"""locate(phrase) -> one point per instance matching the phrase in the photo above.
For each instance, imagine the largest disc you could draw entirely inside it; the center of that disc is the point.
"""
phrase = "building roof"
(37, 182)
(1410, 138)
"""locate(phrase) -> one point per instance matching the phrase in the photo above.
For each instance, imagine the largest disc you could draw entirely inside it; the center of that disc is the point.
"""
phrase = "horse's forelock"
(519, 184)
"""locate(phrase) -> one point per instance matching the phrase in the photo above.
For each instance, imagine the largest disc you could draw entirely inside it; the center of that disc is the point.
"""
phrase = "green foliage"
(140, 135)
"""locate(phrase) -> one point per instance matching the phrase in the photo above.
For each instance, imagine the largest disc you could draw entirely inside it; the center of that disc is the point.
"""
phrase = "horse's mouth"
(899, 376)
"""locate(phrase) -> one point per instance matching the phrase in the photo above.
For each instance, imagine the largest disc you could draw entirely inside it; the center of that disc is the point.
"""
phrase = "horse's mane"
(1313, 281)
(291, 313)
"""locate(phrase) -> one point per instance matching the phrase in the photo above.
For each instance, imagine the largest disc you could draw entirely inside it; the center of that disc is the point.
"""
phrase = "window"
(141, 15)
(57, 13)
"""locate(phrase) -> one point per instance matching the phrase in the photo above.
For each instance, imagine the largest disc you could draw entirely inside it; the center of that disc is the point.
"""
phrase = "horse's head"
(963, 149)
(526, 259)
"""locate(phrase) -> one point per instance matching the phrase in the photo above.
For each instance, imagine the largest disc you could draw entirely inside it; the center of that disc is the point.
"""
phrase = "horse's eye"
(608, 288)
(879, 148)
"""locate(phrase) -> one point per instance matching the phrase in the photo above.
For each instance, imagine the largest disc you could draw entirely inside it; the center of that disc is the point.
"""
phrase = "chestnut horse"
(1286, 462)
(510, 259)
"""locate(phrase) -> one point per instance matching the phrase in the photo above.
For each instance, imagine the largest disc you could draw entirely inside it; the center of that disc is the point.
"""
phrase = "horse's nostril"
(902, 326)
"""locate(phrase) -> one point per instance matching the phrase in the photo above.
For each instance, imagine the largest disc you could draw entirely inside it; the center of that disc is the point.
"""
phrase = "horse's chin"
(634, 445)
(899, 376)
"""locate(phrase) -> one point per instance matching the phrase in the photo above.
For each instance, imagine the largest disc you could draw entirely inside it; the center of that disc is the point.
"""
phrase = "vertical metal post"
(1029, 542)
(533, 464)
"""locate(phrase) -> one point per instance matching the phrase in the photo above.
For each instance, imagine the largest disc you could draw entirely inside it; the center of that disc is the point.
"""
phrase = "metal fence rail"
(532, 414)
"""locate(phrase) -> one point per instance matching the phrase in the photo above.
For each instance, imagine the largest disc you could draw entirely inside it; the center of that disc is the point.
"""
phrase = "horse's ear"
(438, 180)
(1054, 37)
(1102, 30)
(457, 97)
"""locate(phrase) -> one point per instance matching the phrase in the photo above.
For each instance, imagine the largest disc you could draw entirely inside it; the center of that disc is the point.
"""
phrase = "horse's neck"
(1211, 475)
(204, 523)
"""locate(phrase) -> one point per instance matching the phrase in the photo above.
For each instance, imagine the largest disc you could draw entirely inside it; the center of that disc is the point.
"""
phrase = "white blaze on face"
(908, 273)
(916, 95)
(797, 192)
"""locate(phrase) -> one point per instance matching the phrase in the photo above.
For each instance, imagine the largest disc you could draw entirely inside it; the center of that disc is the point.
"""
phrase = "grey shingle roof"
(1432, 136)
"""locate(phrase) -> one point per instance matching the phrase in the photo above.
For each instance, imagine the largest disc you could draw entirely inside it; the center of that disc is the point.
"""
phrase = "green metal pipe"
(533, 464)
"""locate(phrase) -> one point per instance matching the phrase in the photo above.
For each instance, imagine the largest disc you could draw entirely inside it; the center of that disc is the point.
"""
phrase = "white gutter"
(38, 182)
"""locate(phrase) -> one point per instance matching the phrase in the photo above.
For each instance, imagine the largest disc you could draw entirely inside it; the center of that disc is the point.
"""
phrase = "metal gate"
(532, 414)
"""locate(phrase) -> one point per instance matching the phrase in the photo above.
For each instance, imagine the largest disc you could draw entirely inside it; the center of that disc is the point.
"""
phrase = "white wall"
▬▬▬▬▬▬
- The task
Repeat the data verbatim, line after line, leaving nothing out.

- Answer for the task
"""locate(phrase) -> one point per instance matching the phrase in the photo above.
For each instance, imagine the largest disc you could draw entirely inside it; the center of that disc is the point.
"""
phrase = "building roof"
(37, 182)
(1410, 138)
"""locate(phrase) -> one point per instance matching the phrase in the photo above.
For each instance, imagine the largest disc you could draw entirely inside it; the center of that disc is the point.
"""
phrase = "horse's forelock"
(519, 184)
"""locate(phrase) -> one point per instance matching the phrase in the photo above.
For each instance, imagine the largest disc you could draw entirely inside it; the center of that disc is the point.
"""
phrase = "green foliage"
(140, 135)
"""locate(phrase) -> one point per instance matching the phrase in the photo above.
For each instance, imagine the largest disc you could draw entirely inside it; the center of that disc is the point.
"""
phrase = "horse's mouth"
(899, 376)
"""locate(phrase) -> one point per instance matching the phrase in the photo above.
For each instance, imagine the largest disc you could draw entirely inside it; the center of that disc is the point.
"""
phrase = "horse's mane"
(1313, 281)
(291, 313)
"""locate(phrase) -> one point per instance matching the phrase in the photo above.
For each instance, imagine the largest disc you could draw entirely inside it; the center of that disc is the point.
"""
phrase = "window"
(141, 15)
(57, 13)
"""locate(phrase) -> one point per instance matching the phrase in the photo above.
For each instance, imagine the largest disc you could draw entirely inside it; the center of that disc is the point.
"""
phrase = "horse's head"
(963, 149)
(526, 259)
"""locate(phrase) -> one point per instance matching the phrase in the photo above.
For each instance, imagine the largest disc you could draw entirely inside it; the center of that disc is the point.
"""
phrase = "horse's eye"
(608, 288)
(879, 148)
"""locate(phrase) -> one point per instance matching the phrase in the photo above.
For each instance, imagine the largest disc you could draw entirely inside it; the center of that disc is the point.
"""
phrase = "chestnut horse"
(1286, 462)
(510, 259)
"""locate(phrase) -> one point per instance matching the phrase in the photo above.
For each instance, imagine the largest disc you could draw entirely inside it; the center of that disc is the point.
"""
phrase = "horse's nostril"
(902, 326)
"""locate(phrase) -> one point per instance matching the phrase in the photo above.
For each instance, imagine the largest disc you could draw entirely inside it; the center of that disc is the point.
"""
phrase = "horse's chin"
(634, 445)
(899, 376)
"""locate(phrase) -> one point per instance matching the phrase in the photo above.
For each instance, imagine the largest disc you could draw entirely inside it; the center of that disc is the point.
"""
phrase = "vertical metal post"
(1029, 542)
(533, 464)
"""locate(phrase) -> one point per instance matching the phrase in the photo above.
For each instance, imagine the largest disc you could draw entirely inside it; the center of that disc is the point.
"""
phrase = "metal fence rail"
(532, 414)
"""locate(phrase) -> one point per instance matching the phrase in the photo above.
For each instance, imagine the largest disc you could draw entirely inside it; the center of that disc is the point.
"""
phrase = "horse's ear"
(438, 180)
(1054, 37)
(1102, 30)
(457, 97)
"""locate(phrase) -> one point per instance matching the phrase in the photo above.
For each instance, imagine the largest disc you could draw entirely inside it; the center of that disc is the point.
"""
phrase = "horse's neck"
(1211, 475)
(204, 523)
"""locate(phrase) -> one point per instance matching the phrase in the photo above.
For each instance, imagine the largest disc you could draw entirely inside it; the center of that disc is the point.
"""
phrase = "white blaze on face"
(908, 273)
(916, 95)
(797, 192)
"""locate(phrase) -> one point per instance matching the phrase in the photo above.
For each instance, imagine the largest disc you could draw entirely inside it; the center of that disc is the point.
"""
phrase = "grey shingle roof"
(1432, 136)
"""locate(phrase) -> one point per instance matching the phrase in the photo above.
For each instance, imagine the largest disc you could draw entirely inside it; the center of that disc is the point.
"""
phrase = "green metal pipe"
(533, 464)
"""locate(phrase) -> one point per instance matching the phrase in the photo above.
For each instance, imagine the largest disc you could draw entirely inside it; the center of that disc is the point.
"""
phrase = "white gutter"
(38, 182)
"""locate(phrase) -> one point per instance matching the phrase in the photo above.
For each instance, imagine the largest disc you could draw entirely inside it; the center of that disc is the point.
"""
phrase = "metal gate"
(532, 414)
"""locate(phrase) -> one point per instance matching the phrase in the photo above.
For each instance, imagine the largest disc you could draw entirely inside it; the center of that disc is the point.
"""
phrase = "white wall"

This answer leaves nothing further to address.